WHAT IS REQUIRED:
Every record here needs to be written out again exactly.

DATA ENTRIES:
## Begin

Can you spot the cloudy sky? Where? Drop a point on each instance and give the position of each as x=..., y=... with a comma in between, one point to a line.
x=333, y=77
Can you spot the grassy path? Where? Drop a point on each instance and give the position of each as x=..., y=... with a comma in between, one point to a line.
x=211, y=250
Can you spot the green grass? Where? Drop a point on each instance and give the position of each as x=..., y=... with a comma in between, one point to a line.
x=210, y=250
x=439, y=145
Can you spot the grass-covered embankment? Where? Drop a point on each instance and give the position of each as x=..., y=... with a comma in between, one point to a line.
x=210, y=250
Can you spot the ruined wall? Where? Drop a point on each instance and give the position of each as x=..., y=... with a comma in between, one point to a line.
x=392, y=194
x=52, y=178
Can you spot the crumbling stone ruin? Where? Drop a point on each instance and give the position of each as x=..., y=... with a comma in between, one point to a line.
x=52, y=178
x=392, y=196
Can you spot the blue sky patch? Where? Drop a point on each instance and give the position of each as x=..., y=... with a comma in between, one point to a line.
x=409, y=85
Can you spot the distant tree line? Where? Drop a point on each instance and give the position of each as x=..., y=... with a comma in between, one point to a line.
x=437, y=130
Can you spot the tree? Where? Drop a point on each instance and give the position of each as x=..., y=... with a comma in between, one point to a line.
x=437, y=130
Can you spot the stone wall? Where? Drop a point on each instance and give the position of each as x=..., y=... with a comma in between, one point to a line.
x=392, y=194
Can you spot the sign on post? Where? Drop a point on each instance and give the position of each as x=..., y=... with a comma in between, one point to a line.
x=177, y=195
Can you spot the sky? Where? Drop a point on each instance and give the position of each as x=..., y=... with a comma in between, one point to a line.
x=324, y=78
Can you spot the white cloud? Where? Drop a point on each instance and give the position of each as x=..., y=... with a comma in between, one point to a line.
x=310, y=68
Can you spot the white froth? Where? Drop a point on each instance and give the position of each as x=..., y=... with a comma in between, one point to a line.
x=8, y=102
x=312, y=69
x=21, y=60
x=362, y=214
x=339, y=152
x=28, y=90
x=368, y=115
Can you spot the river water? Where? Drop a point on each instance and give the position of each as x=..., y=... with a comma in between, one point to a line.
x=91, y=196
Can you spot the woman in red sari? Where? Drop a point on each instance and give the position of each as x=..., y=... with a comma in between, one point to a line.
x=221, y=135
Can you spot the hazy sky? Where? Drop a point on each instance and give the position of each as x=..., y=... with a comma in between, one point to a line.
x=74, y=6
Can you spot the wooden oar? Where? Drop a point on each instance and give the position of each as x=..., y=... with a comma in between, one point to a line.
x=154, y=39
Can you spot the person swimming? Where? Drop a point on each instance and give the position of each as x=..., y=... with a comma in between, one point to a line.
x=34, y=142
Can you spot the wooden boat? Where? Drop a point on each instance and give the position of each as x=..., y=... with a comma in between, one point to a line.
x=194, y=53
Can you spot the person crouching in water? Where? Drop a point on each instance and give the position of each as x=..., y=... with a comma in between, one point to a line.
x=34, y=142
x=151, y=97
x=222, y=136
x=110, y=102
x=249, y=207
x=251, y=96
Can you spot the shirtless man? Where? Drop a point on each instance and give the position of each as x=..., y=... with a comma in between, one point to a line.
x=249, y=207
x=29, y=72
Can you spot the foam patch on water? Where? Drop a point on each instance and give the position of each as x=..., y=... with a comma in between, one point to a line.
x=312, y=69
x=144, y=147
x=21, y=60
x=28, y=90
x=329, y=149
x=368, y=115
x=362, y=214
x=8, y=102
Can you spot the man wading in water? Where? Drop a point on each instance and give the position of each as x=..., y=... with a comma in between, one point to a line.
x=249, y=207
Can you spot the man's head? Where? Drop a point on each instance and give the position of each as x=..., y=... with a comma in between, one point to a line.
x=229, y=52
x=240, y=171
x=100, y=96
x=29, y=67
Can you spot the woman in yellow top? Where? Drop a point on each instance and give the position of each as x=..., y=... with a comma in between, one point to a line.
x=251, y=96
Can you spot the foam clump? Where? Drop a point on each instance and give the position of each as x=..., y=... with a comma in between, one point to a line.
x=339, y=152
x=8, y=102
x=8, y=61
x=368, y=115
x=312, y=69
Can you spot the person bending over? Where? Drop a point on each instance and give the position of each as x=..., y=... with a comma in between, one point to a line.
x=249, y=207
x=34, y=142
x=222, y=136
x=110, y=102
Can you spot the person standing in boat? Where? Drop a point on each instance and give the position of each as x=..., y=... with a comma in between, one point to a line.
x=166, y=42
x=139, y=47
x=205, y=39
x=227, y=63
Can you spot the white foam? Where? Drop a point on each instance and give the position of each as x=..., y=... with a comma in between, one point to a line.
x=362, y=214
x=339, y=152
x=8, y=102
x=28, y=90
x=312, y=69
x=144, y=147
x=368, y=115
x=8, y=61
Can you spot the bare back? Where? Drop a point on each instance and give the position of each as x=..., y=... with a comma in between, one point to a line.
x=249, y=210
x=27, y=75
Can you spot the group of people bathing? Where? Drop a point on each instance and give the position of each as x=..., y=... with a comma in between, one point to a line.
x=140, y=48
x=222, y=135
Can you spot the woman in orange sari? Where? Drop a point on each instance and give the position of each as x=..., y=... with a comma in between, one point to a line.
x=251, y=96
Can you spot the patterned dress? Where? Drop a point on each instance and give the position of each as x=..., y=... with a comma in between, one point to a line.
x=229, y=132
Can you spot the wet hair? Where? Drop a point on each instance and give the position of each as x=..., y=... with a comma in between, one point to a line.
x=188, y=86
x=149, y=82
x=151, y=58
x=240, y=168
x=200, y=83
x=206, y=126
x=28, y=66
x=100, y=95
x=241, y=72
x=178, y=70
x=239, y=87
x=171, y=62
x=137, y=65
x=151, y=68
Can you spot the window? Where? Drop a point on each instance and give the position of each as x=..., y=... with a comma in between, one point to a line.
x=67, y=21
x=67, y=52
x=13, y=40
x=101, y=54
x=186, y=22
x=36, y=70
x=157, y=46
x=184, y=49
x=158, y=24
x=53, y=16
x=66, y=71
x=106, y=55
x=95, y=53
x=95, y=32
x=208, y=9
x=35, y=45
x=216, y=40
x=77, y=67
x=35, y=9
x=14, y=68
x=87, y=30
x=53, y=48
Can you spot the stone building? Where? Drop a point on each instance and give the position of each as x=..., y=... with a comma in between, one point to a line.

## End

SOLUTION:
Can you spot the cloudy sky? Where? Drop a point on each instance and give the position of each as x=..., y=... with a comma in between, one point to a line.
x=333, y=77
Can you spot the grassy path? Where? Drop a point on each instance and give the position of each as x=..., y=... with a comma in between, one point to a line.
x=211, y=250
Can you spot the green grass? Where? Drop a point on each instance and give the position of each as x=..., y=... with a comma in between, one point to a line.
x=210, y=250
x=439, y=145
Can you spot the grass-covered embankment? Where? Drop a point on each instance and give the position of each as x=..., y=... with a comma in between, one point to a line.
x=210, y=250
Can you spot the ruined wall? Where? Drop a point on each instance and give the position of each as x=..., y=... with a comma in between, one point to a line.
x=392, y=194
x=52, y=178
Can you spot the crumbling stone ruin? Where? Drop a point on each instance and give the position of each as x=..., y=... with a comma in between, one point to a line.
x=52, y=178
x=392, y=196
Can you spot the blue sky patch? Where? Drop a point on each instance and give the position of each as x=..., y=... with a comma in between, one point to a line.
x=409, y=85
Can you spot the distant tree line? Where? Drop a point on each instance and give the position of each as x=..., y=... with a comma in between, one point to a line.
x=437, y=130
Can you spot the tree? Where? Drop a point on each instance and give the position of each as x=..., y=... with a comma in between, one point to a line.
x=437, y=130
Can you spot the stone wall? Where? Drop a point on each instance and give the position of each as x=..., y=... with a comma in between, one point to a line.
x=392, y=194
Can you spot the sign on post? Where? Drop a point on each instance and give the position of each as x=..., y=... with a comma in between, one point to a line.
x=177, y=195
Can you spot the sky? Where? Drop a point on each instance and give the position of each as x=..., y=... with a comma in between, one point to a line.
x=324, y=78
Can you spot the white cloud? Where? Drop a point on each instance and give the position of each as x=..., y=... with a comma in between, one point to a line.
x=310, y=68
Can you spot the white froth? Where? Drop a point on each instance and give the position of each as x=..., y=... with a comma in between, one point to a line.
x=8, y=102
x=312, y=69
x=21, y=60
x=362, y=214
x=339, y=152
x=28, y=90
x=368, y=115
Can you spot the river water? Where? Drop a point on each instance and give the position of each as x=..., y=... with a comma in between, one point to a line.
x=91, y=196
Can you spot the woman in red sari? Where? Drop a point on each instance and give the position of each as x=..., y=... with a comma in between, one point to a line.
x=221, y=135
Can you spot the hazy sky? Where? Drop a point on each instance and give the position of each as x=..., y=... with a comma in between, one point to a line.
x=74, y=6
Can you spot the wooden oar? Where? Drop a point on each instance and give the position of each as x=..., y=... with a comma in between, one point to a line.
x=154, y=39
Can you spot the person swimming? Where? Drop a point on each instance and give the position of each as x=..., y=... with a comma in between, one point to a line.
x=34, y=142
Can you spot the wooden boat? Where? Drop a point on each instance and give the position of each as x=..., y=... with a comma in between, one point to a line.
x=194, y=53
Can you spot the person crouching in water? Where? Drop a point on each instance and give the position of each as x=..., y=... with a comma in between, one point to a line.
x=34, y=142
x=151, y=97
x=222, y=136
x=110, y=102
x=249, y=207
x=251, y=96
Can you spot the shirtless man? Where? Drop a point on each instance and give the position of each as x=..., y=... with a comma in between, one point to a line.
x=249, y=207
x=29, y=72
Can you spot the foam patch on water? Where? Drop a point on each instance and give the position of each as x=..., y=... with a comma in between, one point to a line.
x=312, y=69
x=144, y=147
x=21, y=60
x=28, y=90
x=329, y=149
x=368, y=115
x=362, y=214
x=8, y=102
Can you spot the man wading in water? Where? Drop a point on each instance and give the position of each as x=..., y=... with a comma in between, one point to a line.
x=249, y=207
Can you spot the man's head? Where? Drop a point on each instance and give the position of each as x=..., y=... with a comma in between, one point to a line.
x=229, y=52
x=240, y=171
x=100, y=96
x=29, y=67
Can you spot the woman in yellow top? Where? Drop a point on each instance and give the position of each as x=..., y=... with a comma in between, one point to a line.
x=251, y=96
Can you spot the foam clump? Where? Drop a point on each instance and give the position of each as x=..., y=... with a comma in between, one point to a line.
x=339, y=152
x=8, y=102
x=8, y=61
x=368, y=115
x=312, y=69
Can you spot the person bending over? Where? Drop a point on each instance and give the position of each as x=..., y=... with a comma in between, one point to a line.
x=249, y=207
x=34, y=142
x=222, y=136
x=110, y=102
Can you spot the person standing in boat? Where? Drop a point on each instance and give the position of each as x=..., y=... with a comma in between, one point to a line.
x=166, y=42
x=139, y=47
x=205, y=39
x=227, y=63
Can you spot the white foam? Where? Drop a point on each instance and give the position of each as x=..., y=... with a comma in between, one point to a line.
x=362, y=214
x=339, y=152
x=8, y=102
x=28, y=90
x=312, y=69
x=144, y=147
x=368, y=115
x=8, y=61
Can you spot the bare back? Where? Drop a point on each instance and give the position of each as x=..., y=... with a comma in between, one point to a line.
x=249, y=210
x=27, y=75
Can you spot the group of people bathing? Where? Drop a point on each instance and give the position of each as x=..., y=... with a comma in between, one point to a line.
x=140, y=48
x=222, y=135
Can you spot the woman in orange sari? Where? Drop a point on each instance and give the position of each as x=..., y=... with a comma in between, one point to a line.
x=251, y=96
Can you spot the patterned dress? Where? Drop a point on each instance and give the position of each as x=..., y=... with a comma in between, one point to a line.
x=229, y=132
Can you spot the wet hair? Where? Drop a point on each instance and give the position of each as x=..., y=... with a comma in between, one point to a line.
x=188, y=86
x=149, y=82
x=151, y=58
x=240, y=168
x=200, y=83
x=206, y=126
x=28, y=66
x=100, y=95
x=241, y=72
x=178, y=70
x=239, y=87
x=171, y=62
x=137, y=65
x=151, y=68
Can you spot the window? Where? Drop a point on each instance and give the position of each as x=..., y=... with a comma in between, one point to a line.
x=67, y=21
x=67, y=52
x=13, y=40
x=101, y=54
x=186, y=22
x=36, y=70
x=157, y=46
x=184, y=49
x=158, y=24
x=53, y=16
x=66, y=71
x=106, y=55
x=95, y=53
x=95, y=32
x=208, y=9
x=35, y=45
x=216, y=40
x=77, y=67
x=35, y=9
x=14, y=68
x=87, y=30
x=53, y=48
Can you spot the stone building? Where? Drop a point on each instance and give the position of each as x=..., y=... with a comma in between, one point to a line.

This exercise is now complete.